Given records:
______

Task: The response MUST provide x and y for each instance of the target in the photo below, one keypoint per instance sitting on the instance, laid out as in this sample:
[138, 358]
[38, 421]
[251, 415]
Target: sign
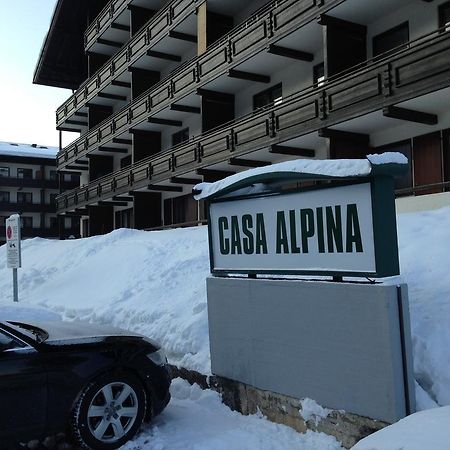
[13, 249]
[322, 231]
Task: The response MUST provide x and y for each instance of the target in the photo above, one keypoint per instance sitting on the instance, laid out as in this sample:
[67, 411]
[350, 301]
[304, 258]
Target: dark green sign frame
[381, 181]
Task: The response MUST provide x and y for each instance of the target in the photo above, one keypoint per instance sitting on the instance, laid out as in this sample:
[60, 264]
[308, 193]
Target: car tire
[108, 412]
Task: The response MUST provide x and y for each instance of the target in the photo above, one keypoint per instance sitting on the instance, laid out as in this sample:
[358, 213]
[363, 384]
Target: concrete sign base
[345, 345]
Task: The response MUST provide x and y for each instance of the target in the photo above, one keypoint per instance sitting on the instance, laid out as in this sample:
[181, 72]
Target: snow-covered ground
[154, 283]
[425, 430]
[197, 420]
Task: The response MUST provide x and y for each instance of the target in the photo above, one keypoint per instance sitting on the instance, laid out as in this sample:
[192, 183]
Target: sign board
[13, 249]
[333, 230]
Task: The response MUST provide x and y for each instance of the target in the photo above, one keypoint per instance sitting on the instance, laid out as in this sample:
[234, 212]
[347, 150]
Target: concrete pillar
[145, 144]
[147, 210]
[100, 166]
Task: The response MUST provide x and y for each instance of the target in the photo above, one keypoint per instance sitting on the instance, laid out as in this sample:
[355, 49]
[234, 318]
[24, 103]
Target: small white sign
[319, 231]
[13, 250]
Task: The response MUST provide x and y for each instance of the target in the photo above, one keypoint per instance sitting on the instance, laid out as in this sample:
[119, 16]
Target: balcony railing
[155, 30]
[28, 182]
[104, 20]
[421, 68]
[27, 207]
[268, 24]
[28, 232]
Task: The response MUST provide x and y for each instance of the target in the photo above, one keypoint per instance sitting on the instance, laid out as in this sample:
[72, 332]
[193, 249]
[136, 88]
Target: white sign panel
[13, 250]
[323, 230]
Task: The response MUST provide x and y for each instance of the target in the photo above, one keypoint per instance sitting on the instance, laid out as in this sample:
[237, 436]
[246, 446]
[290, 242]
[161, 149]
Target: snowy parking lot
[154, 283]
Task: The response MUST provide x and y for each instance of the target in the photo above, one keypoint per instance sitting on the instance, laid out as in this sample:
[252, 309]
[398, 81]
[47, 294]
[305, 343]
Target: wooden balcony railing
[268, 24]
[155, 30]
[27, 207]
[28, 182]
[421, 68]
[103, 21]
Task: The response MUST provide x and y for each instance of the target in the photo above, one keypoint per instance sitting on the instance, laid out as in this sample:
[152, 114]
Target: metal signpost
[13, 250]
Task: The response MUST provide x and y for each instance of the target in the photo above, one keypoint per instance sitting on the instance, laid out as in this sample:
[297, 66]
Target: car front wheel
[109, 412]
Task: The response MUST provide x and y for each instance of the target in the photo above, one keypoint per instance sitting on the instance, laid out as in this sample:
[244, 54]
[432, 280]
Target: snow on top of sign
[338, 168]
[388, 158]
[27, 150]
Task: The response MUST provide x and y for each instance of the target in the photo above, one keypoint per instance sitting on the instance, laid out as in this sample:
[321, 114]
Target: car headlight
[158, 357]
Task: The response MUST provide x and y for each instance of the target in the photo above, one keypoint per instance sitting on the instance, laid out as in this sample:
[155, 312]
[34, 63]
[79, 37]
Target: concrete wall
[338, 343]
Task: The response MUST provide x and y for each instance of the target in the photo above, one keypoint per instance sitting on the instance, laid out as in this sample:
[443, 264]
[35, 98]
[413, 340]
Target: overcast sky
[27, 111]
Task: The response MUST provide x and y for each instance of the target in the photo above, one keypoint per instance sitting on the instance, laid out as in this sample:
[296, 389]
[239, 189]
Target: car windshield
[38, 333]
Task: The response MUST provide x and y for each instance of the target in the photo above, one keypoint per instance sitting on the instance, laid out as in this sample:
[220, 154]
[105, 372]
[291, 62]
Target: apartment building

______

What you are asked to do: Retype every entry verbatim and exclude the pictures from the copy.

Result below:
Task: The response MUST provide x and y for each instance of the target in the photo below, one keypoint per instance sitting on the instance, laid out as in this sample:
[138, 358]
[38, 421]
[251, 415]
Target: sign
[13, 249]
[322, 231]
Task: The response MUST provide x and y for each instance of the target in the photo above, one keypoint per instance sitting on the instance, laid out as in this sample:
[67, 411]
[350, 301]
[304, 258]
Target: dark green sign frame
[381, 181]
Task: The response MUST provide x and y for each instance of the target in the photo above, one keypoint per instance sitting on the instance, laid out as in this sample:
[60, 264]
[308, 193]
Target: car tire
[108, 412]
Task: The response MUST provide x and y for each instance of the target in the photo above, one keypoint per instance sitting on the instance, laid out as in this sample:
[358, 213]
[363, 384]
Target: concrete sign base
[345, 345]
Task: The response MUST provide x and y for each instance of the target in the photo above, one keypoint per instance sitting on the instance, laid out as in this sample:
[181, 72]
Target: snow-covered ground
[154, 283]
[425, 430]
[197, 420]
Task: The response MUST provide x and y for each instance of the target in the photo above, one keypoint per instance sitting on the instance, laid out as in this sample:
[192, 183]
Target: sign board
[13, 249]
[333, 230]
Task: The response MUST provide x and y for each instance of the target in the photo above, one keypoint per instance sitting on the instance, laid out as in this sample:
[234, 212]
[347, 150]
Target: concrete pillar
[145, 144]
[147, 210]
[100, 166]
Task: The response MUST provide x and y for each instance of the target in the photo above, one keypoint per instance sitting on the instance, laid out as in this sample:
[355, 49]
[234, 318]
[24, 103]
Target: small white sign
[319, 231]
[13, 250]
Task: The response MUST provide x and y for each instance of the target in the photo above, one keypoint per instance sitting on the instance, laid out as in this sample:
[119, 16]
Target: balcony railing
[155, 30]
[28, 182]
[104, 20]
[421, 68]
[27, 207]
[268, 24]
[28, 232]
Task: The response MUST provide x and y for each instance of the target in the photo above, one keypoint per instance sitting on the instance, laid out as in this sample:
[72, 332]
[193, 249]
[136, 88]
Target: white sign panel
[13, 250]
[323, 230]
Task: The response MUST provide x and y for each instance of the target in the photo above, one keypoint per instance sitting on the instance, laid out as in this sample:
[237, 436]
[246, 446]
[290, 242]
[161, 149]
Target: snowy parking lot
[154, 283]
Task: The response MUST provide x and y for each instance of the target in the photo above, one keypoint per instance sitting on the instance, laid out as in this sample:
[252, 309]
[398, 81]
[47, 294]
[305, 343]
Target: wooden balcony railing
[268, 24]
[155, 30]
[27, 207]
[28, 182]
[421, 68]
[103, 21]
Task: The response MUST provide x and y for each instance of the target in the photo above, one keypoint per instance sitting on the instance, laid out as in this sample:
[152, 114]
Target: metal signpost
[13, 250]
Task: The response MUST provide x and y for each instance of the target in the photo above, one keypoint per instance sitting on the instance, laid out as in this sample:
[297, 66]
Target: car front wheel
[109, 412]
Task: The response MUST provide x and y for each instance of the target in the photo above, one keypoint per instance sitting on the instance, laid out as in this sample:
[244, 54]
[432, 280]
Target: snow on top of sign
[338, 168]
[388, 158]
[27, 150]
Task: The response MUST provide x and y for each instance of the target in the photo above, one keypoint per instance sitting on the instance, laid out as in this sample:
[321, 114]
Target: car headlight
[158, 357]
Task: The response MUST provide x and y for each instance of the target in the photo above, one keypoint per instance sitting on the instance, laid out as in this sample:
[155, 312]
[34, 63]
[79, 37]
Target: concrete wall
[338, 343]
Task: The response MUST provide x and y for each instance of the target in the photo above, one keypoint per instance sitting on the instance, laid out as in this sample:
[443, 264]
[35, 98]
[413, 340]
Target: overcast sky
[27, 111]
Task: The response MUST provide x and y for each instance of the target in the photo above, one keypoint per instance sitting on the instance, laid out as in this sample:
[296, 389]
[239, 189]
Target: car windshield
[38, 333]
Task: The response MUST provide x and y for each instance of the target in the photo above, one keypoint per instance sitting on the instance, laid out as in this sample:
[220, 154]
[105, 372]
[291, 62]
Target: apartment building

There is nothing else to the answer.